--- PROBLEM TO SOLVE ---
The line containing "Return one point per instance of the plastic" and every line after it, through the last one below: output exactly these and nothing else.

== Segment start ==

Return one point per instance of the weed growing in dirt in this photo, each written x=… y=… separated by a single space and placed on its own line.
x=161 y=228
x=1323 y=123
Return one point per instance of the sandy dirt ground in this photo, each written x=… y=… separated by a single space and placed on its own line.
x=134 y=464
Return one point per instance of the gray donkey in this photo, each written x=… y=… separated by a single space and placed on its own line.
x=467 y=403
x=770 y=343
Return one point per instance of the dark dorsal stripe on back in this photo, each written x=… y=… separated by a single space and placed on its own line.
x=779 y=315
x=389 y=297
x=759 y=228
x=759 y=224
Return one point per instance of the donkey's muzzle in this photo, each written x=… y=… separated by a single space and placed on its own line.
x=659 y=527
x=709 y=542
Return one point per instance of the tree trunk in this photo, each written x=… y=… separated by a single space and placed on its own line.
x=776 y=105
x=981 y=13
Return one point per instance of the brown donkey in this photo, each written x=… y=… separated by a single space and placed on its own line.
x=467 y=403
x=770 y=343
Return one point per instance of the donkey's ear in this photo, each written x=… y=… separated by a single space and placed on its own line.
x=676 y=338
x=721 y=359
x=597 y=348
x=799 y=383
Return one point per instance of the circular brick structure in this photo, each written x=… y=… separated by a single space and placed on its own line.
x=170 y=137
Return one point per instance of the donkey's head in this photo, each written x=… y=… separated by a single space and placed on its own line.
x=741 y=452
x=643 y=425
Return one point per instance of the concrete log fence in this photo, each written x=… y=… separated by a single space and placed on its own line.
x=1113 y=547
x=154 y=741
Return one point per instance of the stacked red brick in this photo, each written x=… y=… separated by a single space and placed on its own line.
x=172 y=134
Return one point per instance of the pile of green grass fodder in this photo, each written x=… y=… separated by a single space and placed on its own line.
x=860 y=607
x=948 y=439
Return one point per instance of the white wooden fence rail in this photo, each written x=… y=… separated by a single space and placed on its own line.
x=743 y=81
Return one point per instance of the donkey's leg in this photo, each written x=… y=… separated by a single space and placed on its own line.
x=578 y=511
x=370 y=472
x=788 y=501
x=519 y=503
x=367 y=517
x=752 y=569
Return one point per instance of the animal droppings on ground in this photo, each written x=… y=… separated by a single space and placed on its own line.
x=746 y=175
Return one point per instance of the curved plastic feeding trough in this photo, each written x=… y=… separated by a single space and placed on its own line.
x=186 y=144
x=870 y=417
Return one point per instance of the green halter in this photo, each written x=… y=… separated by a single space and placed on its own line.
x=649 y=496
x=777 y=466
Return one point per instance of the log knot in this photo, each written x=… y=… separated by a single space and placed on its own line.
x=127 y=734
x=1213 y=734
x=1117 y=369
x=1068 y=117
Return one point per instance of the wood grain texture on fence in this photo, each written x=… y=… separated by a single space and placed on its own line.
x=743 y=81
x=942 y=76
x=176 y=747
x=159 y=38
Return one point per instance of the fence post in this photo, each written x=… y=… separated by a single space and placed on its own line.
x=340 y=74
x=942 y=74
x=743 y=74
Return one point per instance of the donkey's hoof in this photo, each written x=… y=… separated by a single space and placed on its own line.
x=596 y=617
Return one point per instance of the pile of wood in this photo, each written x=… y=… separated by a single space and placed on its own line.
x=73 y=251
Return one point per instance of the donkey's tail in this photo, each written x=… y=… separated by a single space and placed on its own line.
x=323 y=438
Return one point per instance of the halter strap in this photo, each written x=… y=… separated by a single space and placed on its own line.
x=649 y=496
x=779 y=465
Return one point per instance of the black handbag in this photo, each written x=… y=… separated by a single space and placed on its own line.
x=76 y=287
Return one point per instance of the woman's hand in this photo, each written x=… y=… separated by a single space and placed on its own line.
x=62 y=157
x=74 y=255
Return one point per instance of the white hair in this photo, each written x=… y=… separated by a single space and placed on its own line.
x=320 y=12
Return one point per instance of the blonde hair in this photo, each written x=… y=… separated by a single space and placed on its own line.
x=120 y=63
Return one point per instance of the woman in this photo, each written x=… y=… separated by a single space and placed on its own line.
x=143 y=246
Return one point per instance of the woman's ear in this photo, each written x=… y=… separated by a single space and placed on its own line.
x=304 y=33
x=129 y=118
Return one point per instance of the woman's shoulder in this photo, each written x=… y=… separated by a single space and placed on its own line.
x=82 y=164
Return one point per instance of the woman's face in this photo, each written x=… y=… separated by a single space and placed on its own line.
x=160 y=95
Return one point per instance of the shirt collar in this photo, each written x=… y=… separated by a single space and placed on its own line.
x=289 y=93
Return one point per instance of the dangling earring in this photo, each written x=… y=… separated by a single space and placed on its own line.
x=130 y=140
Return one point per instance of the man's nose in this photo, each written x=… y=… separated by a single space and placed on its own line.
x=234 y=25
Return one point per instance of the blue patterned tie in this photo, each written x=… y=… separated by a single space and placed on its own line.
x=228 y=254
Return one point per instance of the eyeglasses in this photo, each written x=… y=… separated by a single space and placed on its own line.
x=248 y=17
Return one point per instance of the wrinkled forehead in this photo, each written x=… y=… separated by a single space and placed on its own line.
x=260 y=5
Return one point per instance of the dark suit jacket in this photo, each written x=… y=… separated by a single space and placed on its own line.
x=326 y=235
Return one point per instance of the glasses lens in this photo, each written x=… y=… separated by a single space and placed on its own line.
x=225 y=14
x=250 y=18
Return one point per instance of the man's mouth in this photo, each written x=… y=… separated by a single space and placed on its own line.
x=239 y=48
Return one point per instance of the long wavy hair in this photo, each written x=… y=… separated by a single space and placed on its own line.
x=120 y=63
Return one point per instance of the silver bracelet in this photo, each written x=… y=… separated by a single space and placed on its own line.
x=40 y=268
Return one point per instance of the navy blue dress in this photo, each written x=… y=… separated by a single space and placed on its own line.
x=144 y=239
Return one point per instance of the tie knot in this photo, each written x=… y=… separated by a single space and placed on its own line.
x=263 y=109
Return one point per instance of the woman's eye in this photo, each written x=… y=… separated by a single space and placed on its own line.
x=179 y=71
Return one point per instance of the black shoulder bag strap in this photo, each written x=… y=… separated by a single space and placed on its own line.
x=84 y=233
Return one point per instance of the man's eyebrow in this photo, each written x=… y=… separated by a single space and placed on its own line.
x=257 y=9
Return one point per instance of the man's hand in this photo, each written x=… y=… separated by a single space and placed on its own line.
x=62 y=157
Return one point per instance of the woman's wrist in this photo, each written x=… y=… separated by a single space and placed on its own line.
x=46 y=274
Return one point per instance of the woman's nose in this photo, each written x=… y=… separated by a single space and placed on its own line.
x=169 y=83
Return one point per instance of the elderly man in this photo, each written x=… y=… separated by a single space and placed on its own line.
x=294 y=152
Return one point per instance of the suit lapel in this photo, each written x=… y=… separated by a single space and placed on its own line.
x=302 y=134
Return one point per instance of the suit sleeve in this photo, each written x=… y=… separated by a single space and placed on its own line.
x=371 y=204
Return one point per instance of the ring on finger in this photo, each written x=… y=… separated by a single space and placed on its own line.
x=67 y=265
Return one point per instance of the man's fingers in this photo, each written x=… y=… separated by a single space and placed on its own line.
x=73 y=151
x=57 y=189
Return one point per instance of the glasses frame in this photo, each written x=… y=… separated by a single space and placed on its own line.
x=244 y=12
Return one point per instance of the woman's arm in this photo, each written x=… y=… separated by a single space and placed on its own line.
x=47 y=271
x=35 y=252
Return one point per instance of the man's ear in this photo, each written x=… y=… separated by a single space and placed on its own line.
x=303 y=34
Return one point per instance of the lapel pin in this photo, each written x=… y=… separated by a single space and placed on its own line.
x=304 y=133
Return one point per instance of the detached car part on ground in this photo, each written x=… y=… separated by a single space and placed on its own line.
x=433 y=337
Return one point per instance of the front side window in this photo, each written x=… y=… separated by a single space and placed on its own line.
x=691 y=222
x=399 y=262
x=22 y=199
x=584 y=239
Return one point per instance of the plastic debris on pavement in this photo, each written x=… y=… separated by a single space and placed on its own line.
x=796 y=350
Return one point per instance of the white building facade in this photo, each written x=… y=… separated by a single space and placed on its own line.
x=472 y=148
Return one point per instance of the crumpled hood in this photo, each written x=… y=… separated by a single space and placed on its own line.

== Segment end ==

--- EXPECTED ANSWER ---
Return one point per instance of the plastic debris on pavement in this photo, each written x=… y=… separated by a single space and placed on its own line.
x=796 y=350
Return one point per instance of the white building facade in this photo, each written x=… y=… separated by a single space and placed on its own line.
x=472 y=148
Return one point per instance of the crumpled hood in this photo, each written x=… y=… separated by a single space and placed on its own line.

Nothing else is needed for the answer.